● **Source records**:
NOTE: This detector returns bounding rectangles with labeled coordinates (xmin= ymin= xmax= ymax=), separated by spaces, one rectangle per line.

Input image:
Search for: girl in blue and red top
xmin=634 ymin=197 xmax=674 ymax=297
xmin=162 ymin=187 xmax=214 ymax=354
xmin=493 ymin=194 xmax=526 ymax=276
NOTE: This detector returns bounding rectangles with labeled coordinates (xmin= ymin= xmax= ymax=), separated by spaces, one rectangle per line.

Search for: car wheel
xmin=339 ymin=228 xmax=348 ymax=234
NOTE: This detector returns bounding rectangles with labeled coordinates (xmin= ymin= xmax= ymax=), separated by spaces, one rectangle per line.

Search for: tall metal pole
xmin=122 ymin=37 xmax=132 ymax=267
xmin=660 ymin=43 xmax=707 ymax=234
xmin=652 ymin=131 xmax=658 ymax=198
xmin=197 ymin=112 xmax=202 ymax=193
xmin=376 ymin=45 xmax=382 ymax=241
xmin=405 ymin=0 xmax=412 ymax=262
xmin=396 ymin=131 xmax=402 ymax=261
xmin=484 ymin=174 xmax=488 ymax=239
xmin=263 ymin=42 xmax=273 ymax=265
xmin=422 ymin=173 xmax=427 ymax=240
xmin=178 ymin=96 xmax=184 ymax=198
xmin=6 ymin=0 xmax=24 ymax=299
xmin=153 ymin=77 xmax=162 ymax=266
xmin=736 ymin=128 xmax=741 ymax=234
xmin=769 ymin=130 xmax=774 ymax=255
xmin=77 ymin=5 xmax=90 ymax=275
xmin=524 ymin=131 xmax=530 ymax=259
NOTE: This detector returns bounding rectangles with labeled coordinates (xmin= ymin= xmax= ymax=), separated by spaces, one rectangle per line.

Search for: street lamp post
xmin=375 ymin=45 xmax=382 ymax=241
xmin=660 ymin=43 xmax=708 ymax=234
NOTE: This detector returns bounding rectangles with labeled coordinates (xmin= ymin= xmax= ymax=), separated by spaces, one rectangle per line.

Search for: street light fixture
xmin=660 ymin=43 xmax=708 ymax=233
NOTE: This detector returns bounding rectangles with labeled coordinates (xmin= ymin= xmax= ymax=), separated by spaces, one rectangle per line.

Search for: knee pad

● **Aim of the exercise**: Your task is to reproduce all the records above exactly as they appear.

● **Result of the task**:
NOTE: This detector returns bounding rectangles with labeled coordinates (xmin= ymin= xmax= ymax=), separated by spaces, one rectangle per line.

Input image:
Search for: girl in blue and red top
xmin=634 ymin=197 xmax=674 ymax=297
xmin=162 ymin=187 xmax=214 ymax=354
xmin=493 ymin=194 xmax=526 ymax=276
NOTE: This detector returns bounding rectangles with labeled coordinates (xmin= ymin= xmax= ymax=), separated by spaces, one rectangle per line.

Search for: car wheel
xmin=339 ymin=228 xmax=348 ymax=234
NOTE: This detector returns bounding rectangles with labeled coordinates (xmin= ymin= xmax= ymax=), separated by spaces, one rectangle per line.

Search for: tall metal pole
xmin=122 ymin=37 xmax=132 ymax=267
xmin=660 ymin=43 xmax=707 ymax=234
xmin=652 ymin=131 xmax=658 ymax=198
xmin=197 ymin=112 xmax=202 ymax=193
xmin=376 ymin=45 xmax=382 ymax=241
xmin=405 ymin=0 xmax=412 ymax=262
xmin=396 ymin=131 xmax=402 ymax=261
xmin=484 ymin=174 xmax=488 ymax=239
xmin=263 ymin=42 xmax=273 ymax=265
xmin=422 ymin=173 xmax=427 ymax=240
xmin=178 ymin=96 xmax=184 ymax=198
xmin=6 ymin=0 xmax=24 ymax=299
xmin=153 ymin=77 xmax=162 ymax=266
xmin=736 ymin=128 xmax=741 ymax=234
xmin=769 ymin=130 xmax=774 ymax=255
xmin=77 ymin=5 xmax=90 ymax=275
xmin=524 ymin=131 xmax=530 ymax=259
NOTE: This detector returns bounding rectangles with labeled coordinates (xmin= ymin= xmax= ymax=), separated by spaces, one rectangle per line.

Search for: street lamp post
xmin=375 ymin=45 xmax=382 ymax=241
xmin=660 ymin=43 xmax=708 ymax=234
NOTE: This detector returns bounding rectangles with labeled coordinates (xmin= ymin= xmax= ymax=), separated by spaces, one rectangle per line.

Search for: street light fixture
xmin=660 ymin=43 xmax=708 ymax=233
NOTE: This detector returns bounding rectangles with labeled coordinates (xmin= ymin= xmax= ymax=), separated by spaces, one rectangle per line.

Search for: knee pad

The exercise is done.